**WORK REQUEST:**
The word "cape" occurs in some lines of the data. Return each such line.
****************
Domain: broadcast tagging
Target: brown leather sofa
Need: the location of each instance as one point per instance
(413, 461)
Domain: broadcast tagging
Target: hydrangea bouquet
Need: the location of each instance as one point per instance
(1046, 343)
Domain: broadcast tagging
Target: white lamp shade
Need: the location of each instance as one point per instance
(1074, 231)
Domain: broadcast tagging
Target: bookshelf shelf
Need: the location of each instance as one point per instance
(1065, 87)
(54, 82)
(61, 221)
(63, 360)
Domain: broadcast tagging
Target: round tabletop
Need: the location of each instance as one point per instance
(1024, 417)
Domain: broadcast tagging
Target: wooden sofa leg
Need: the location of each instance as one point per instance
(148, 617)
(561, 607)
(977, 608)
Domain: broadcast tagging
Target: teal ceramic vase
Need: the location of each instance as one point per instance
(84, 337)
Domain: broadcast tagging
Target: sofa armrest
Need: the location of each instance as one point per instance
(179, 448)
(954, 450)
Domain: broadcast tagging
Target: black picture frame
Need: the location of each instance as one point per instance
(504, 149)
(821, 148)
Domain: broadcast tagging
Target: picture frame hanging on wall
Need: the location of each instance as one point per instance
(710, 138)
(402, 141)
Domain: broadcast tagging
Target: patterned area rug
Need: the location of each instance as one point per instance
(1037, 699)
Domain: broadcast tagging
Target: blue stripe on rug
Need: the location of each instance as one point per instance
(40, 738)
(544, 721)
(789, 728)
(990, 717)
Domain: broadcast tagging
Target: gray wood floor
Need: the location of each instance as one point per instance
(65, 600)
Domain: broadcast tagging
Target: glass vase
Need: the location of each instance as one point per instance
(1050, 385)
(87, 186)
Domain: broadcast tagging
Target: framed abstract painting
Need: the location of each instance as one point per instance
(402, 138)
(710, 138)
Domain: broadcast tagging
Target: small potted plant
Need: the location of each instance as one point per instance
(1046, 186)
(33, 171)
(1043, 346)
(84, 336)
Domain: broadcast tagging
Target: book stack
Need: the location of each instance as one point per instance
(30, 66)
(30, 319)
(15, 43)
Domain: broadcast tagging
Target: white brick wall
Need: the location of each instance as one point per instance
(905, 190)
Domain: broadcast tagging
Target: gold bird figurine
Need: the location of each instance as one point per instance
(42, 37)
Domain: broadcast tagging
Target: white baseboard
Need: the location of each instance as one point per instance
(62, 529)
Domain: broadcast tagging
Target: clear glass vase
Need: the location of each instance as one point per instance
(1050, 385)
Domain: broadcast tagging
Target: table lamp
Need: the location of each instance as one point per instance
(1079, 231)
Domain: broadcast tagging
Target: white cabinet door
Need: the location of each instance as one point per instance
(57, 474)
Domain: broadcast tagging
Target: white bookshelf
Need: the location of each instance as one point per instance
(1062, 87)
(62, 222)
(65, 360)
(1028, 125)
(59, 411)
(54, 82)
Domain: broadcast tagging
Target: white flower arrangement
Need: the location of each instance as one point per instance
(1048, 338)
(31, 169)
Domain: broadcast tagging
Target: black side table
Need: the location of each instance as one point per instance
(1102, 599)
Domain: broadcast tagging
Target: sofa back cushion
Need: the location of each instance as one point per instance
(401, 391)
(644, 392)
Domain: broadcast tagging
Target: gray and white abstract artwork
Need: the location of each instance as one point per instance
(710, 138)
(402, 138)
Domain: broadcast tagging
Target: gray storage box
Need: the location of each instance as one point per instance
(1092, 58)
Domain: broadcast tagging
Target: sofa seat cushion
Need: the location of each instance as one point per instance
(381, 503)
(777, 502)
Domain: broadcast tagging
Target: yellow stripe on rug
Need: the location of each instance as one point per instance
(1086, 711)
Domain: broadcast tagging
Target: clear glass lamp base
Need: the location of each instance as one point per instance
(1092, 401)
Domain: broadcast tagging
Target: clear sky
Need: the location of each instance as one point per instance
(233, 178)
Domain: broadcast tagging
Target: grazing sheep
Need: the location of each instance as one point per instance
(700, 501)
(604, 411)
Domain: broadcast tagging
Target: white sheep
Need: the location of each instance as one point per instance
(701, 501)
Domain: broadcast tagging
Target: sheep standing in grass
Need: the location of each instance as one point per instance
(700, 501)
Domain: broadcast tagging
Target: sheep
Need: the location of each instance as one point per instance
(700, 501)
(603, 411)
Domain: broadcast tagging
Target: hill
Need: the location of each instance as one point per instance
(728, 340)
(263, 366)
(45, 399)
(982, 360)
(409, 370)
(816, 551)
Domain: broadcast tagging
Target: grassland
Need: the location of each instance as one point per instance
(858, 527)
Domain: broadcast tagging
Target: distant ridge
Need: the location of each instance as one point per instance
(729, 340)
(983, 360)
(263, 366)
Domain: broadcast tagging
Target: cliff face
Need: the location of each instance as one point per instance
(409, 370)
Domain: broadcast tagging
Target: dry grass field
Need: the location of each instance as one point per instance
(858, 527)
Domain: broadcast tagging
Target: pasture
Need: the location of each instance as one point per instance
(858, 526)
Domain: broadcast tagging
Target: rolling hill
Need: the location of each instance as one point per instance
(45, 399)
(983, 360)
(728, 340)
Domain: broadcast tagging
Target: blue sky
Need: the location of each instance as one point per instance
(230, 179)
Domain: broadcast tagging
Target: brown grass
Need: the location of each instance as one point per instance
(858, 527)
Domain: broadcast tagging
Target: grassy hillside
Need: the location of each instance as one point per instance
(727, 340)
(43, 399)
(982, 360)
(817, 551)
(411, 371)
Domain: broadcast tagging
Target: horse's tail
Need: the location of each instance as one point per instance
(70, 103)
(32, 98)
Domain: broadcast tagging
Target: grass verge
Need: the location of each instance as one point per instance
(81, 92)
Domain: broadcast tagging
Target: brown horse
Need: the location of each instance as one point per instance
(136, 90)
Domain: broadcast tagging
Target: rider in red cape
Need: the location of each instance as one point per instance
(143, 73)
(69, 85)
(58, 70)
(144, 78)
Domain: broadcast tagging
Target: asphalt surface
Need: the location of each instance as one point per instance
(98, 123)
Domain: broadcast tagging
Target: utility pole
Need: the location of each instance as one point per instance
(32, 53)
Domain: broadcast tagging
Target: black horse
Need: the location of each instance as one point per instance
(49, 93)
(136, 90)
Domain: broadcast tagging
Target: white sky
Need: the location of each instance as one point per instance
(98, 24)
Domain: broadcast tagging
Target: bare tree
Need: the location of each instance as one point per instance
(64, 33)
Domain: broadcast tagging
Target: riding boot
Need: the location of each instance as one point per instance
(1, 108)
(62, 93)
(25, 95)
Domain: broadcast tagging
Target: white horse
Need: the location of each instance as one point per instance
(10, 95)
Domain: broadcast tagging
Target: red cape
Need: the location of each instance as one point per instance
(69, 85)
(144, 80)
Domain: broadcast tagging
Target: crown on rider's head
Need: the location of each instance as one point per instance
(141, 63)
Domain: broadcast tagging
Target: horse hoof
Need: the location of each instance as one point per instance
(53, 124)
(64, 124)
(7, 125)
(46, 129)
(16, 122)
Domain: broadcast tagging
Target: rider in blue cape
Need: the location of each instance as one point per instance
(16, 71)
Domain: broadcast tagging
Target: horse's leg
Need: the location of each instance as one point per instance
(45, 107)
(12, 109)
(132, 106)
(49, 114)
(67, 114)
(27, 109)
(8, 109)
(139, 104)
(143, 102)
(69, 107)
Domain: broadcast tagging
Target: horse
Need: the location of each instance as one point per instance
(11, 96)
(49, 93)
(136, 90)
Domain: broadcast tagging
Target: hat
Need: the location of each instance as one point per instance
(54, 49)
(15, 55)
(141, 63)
****************
**WORKED SOLUTION:**
Target: rider in red cape
Target: red cape
Target: rider in blue cape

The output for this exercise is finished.